■ **To be done**
Restate all of the data exactly.

■ **Input for this task**
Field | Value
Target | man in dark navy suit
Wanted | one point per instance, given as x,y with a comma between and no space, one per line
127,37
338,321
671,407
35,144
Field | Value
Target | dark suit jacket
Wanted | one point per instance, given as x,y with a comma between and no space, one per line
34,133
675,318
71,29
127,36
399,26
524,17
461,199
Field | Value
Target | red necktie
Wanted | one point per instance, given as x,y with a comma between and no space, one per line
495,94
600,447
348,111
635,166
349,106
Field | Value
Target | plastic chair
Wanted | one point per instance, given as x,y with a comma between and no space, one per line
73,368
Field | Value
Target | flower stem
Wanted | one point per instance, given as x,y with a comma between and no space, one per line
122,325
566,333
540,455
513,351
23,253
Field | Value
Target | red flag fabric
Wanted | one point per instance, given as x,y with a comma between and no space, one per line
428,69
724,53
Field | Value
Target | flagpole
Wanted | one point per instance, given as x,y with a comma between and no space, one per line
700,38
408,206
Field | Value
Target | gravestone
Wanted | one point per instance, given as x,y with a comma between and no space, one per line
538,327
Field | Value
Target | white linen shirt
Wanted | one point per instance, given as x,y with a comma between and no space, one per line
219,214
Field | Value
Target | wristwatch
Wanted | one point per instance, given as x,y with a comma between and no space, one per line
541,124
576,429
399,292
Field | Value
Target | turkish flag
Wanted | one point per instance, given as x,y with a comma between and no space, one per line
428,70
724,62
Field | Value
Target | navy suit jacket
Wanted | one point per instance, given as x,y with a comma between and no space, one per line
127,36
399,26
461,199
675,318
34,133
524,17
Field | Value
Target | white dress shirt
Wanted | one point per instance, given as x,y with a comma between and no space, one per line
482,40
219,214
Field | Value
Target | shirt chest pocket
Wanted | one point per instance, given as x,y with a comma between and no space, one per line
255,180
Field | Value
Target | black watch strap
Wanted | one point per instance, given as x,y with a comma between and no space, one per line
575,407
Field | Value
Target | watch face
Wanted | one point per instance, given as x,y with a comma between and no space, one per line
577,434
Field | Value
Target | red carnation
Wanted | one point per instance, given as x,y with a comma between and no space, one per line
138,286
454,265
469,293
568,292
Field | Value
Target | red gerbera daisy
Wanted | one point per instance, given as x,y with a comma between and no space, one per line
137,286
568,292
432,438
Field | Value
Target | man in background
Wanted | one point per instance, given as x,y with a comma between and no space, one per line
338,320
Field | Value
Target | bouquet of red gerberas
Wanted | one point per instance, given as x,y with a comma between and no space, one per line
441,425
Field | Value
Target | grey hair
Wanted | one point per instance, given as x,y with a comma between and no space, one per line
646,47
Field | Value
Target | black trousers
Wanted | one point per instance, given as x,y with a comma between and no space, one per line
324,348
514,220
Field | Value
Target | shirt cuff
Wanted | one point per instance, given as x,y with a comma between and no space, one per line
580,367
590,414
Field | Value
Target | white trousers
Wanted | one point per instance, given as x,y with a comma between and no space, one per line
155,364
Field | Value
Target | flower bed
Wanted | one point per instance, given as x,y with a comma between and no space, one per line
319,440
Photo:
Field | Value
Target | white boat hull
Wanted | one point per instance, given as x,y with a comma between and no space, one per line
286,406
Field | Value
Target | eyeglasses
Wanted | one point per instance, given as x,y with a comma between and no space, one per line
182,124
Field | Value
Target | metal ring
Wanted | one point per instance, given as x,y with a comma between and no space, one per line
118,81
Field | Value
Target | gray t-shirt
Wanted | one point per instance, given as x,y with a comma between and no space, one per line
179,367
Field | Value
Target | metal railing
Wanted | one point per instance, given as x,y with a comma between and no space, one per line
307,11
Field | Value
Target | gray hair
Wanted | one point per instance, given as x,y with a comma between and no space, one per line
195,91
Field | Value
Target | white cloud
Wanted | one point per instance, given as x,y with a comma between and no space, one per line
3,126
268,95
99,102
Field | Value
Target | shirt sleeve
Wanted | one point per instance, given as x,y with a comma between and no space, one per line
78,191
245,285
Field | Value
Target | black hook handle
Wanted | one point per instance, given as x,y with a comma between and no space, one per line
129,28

■ **Result**
Field | Value
Target | man in dark navy suit
Wanted | one point per instance, given as x,y with a comma between and no space, one per line
127,37
338,321
671,407
35,144
Field | Value
Target | dark suit jacket
Wanted | one point per instance, given as x,y with a comma between and no space, one per line
34,133
675,318
71,29
127,36
399,26
524,17
461,199
Field | Value
Target | red necktie
Wanted | one point per instance, given as x,y with a comma between and no space, one per line
495,94
600,447
348,111
635,166
349,106
Field | Value
Target | plastic chair
Wanted | one point per instance, given as x,y with a comma between and no space, one per line
73,368
Field | Value
Target | flower stem
Wanted | one point per instance, given as x,y with a comma between and no space, one per line
122,325
566,333
540,455
513,351
23,253
Field | Value
Target | red flag fabric
Wanted | one point per instance, given as x,y with a comma between and no space, one per line
428,69
724,53
Field | Value
Target | flagpole
Wanted | one point per instance, given as x,y with a comma between and no space, one per line
700,38
408,206
Field | Value
Target | gravestone
Wanted | one point per instance, given as x,y with a comma between and no space, one per line
538,327
Field | Value
Target | white linen shirt
Wanted | one point per instance, given as x,y with a comma between and no space, one per line
219,214
Field | Value
Target | wristwatch
Wanted | one point per instance, given as x,y with a comma between and no space, one per line
541,124
576,429
399,292
Field | Value
Target | turkish flag
Wanted | one point per instance, given as x,y with a comma between and no space, one per line
428,70
724,62
Field | Value
Target | navy suit jacket
Wanted | one point per instance, given as x,y with a comma between and no space, one per line
127,36
399,26
461,199
675,318
34,133
524,17
Field | Value
Target | white dress shirt
Wanted | one point per instance, given as x,y with a comma between and no space, one per line
482,40
219,214
Field | Value
Target | shirt chest pocket
Wanted | one point per instance, given as x,y with a comma between and no space, one per line
255,180
Field | Value
Target | black watch strap
Wanted | one point per instance, given as x,y with a comma between and no space, one per line
575,407
Field | Value
Target | watch face
Wanted | one point per instance, given as x,y with a comma between and no space, one per line
577,434
Field | Value
Target | red carnation
Wanted | one point per instance, given as x,y with a comma between and no space, one per line
138,286
454,265
469,293
568,292
Field | Value
Target | red gerbera daisy
Wanted | one point per instance, given as x,y with a comma between and no space, one per line
137,286
568,292
432,438
Field | Value
Target | man in background
Wanted | one point per instance, given as x,y with a comma between and no space, one per line
338,320
Field | Value
Target | bouquet of red gerberas
Wanted | one point per instance, given as x,y with a comma between and no space, one per line
441,425
Field | Value
Target | grey hair
Wanted | one point per instance, given as x,y with a comma between and no space, one per line
646,47
Field | Value
Target | black trousers
Wanted | one point per instance, given as x,y with a comma between and no space, one per line
324,348
514,220
Field | Value
Target | shirt cuff
Wanted | one point per instance, given as x,y with a comma between and no space, one per line
580,367
590,414
Field | Value
Target | white trousers
Wanted | one point per instance, given as x,y with a comma between and no space, one per line
155,364
Field | Value
Target | flower bed
Wanted | one point per instance, given as x,y with a comma between and no space, one per line
319,440
Photo:
Field | Value
Target | white boat hull
Wanted | one point per instance, given as x,y with a comma between and no space, one per line
286,406
Field | Value
Target | eyeglasses
Wanted | one point per instance, given as x,y with a comma between and no space, one per line
182,124
Field | Value
Target | metal ring
Wanted | one point per instance, given as x,y with a comma between and no space, one per line
118,81
Field | Value
Target | gray t-shirt
Wanted | one point per instance, given as x,y with a comma between and no space, one per line
179,367
Field | Value
Target | metal railing
Wanted | one point per instance, given as x,y with a comma between and no space, one per line
307,11
Field | Value
Target | gray hair
Wanted | one point per instance, given as x,y with a comma between and no space, one per line
195,91
Field | Value
Target | white cloud
Wanted | one point per instance, given as x,y with a comma between and no space, one per line
3,126
268,95
99,102
Field | Value
Target | shirt sleeve
Wanted | one point per instance, given as x,y with a comma between and no space, one per line
78,191
245,285
Field | Value
Target | black hook handle
Wanted | one point per instance, given as x,y with a comma between and no space, one per line
129,28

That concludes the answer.